Report every line in the entries below that contains the string "shorts", copying each such line in full. Case counts.

________

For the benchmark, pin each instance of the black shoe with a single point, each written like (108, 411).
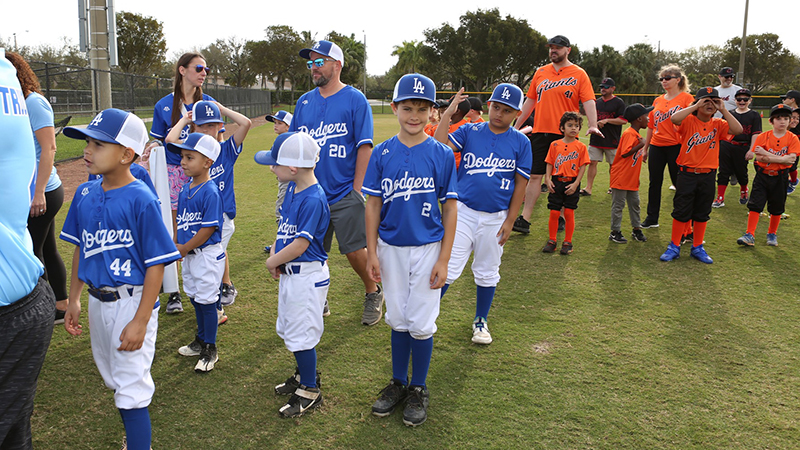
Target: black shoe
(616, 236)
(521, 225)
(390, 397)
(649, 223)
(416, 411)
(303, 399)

________

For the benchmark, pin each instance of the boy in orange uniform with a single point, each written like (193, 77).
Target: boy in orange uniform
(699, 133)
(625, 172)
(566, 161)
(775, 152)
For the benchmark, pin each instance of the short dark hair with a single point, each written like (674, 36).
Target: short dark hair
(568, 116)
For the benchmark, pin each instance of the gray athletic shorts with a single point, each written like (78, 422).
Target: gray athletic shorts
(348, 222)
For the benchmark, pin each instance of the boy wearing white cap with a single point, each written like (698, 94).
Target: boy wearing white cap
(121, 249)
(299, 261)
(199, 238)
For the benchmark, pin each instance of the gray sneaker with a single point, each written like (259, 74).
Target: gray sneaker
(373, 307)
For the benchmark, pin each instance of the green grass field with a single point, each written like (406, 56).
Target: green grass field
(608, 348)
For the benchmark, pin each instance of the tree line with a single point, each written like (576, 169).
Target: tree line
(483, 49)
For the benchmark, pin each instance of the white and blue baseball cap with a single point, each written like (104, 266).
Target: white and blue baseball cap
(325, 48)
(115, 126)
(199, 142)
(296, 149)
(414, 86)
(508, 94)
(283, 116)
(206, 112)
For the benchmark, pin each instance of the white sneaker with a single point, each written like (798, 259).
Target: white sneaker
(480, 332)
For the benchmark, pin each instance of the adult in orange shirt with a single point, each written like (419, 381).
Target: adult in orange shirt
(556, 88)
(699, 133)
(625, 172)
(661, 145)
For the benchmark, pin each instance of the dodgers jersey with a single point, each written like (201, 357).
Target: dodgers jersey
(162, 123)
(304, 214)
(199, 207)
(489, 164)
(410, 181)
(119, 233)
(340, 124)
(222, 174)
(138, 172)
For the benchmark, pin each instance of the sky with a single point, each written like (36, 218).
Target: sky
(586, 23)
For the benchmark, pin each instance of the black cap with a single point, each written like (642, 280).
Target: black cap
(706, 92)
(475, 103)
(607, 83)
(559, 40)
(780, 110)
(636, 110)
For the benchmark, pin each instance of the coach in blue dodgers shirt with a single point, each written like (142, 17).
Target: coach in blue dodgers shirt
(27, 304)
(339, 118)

________

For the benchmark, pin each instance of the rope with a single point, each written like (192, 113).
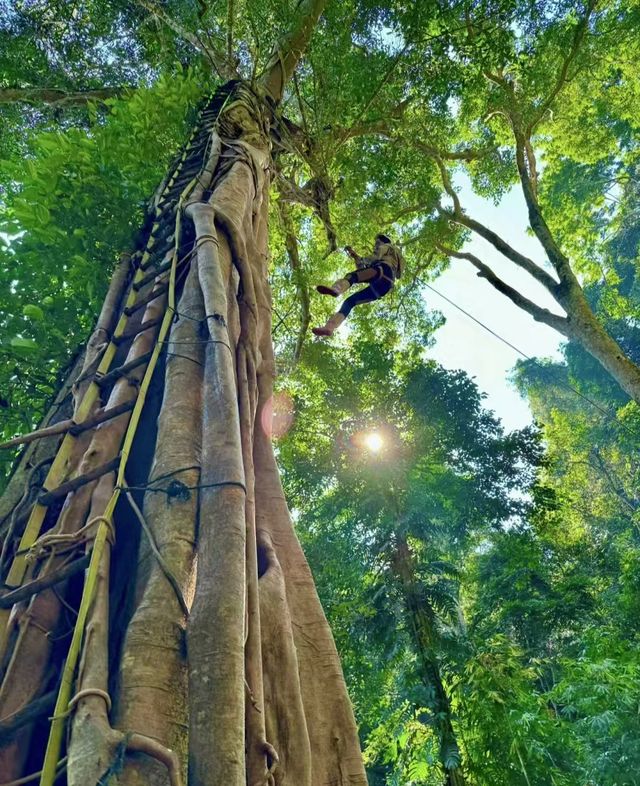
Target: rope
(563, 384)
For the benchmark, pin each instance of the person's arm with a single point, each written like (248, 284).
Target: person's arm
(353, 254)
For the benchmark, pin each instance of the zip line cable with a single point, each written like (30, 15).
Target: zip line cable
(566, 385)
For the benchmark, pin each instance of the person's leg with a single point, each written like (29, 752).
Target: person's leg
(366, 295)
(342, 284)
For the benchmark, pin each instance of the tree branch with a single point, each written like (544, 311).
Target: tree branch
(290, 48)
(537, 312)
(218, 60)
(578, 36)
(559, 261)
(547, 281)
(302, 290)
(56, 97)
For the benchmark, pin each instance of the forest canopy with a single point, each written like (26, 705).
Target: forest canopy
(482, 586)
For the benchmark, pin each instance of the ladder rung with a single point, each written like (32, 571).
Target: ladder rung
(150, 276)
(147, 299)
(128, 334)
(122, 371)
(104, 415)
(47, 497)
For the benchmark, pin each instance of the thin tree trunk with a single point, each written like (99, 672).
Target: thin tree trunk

________

◆ The result
For the benchmark, pin each instance of the gray athletic shorts with a single point, each written like (78, 422).
Target: gray athletic shorts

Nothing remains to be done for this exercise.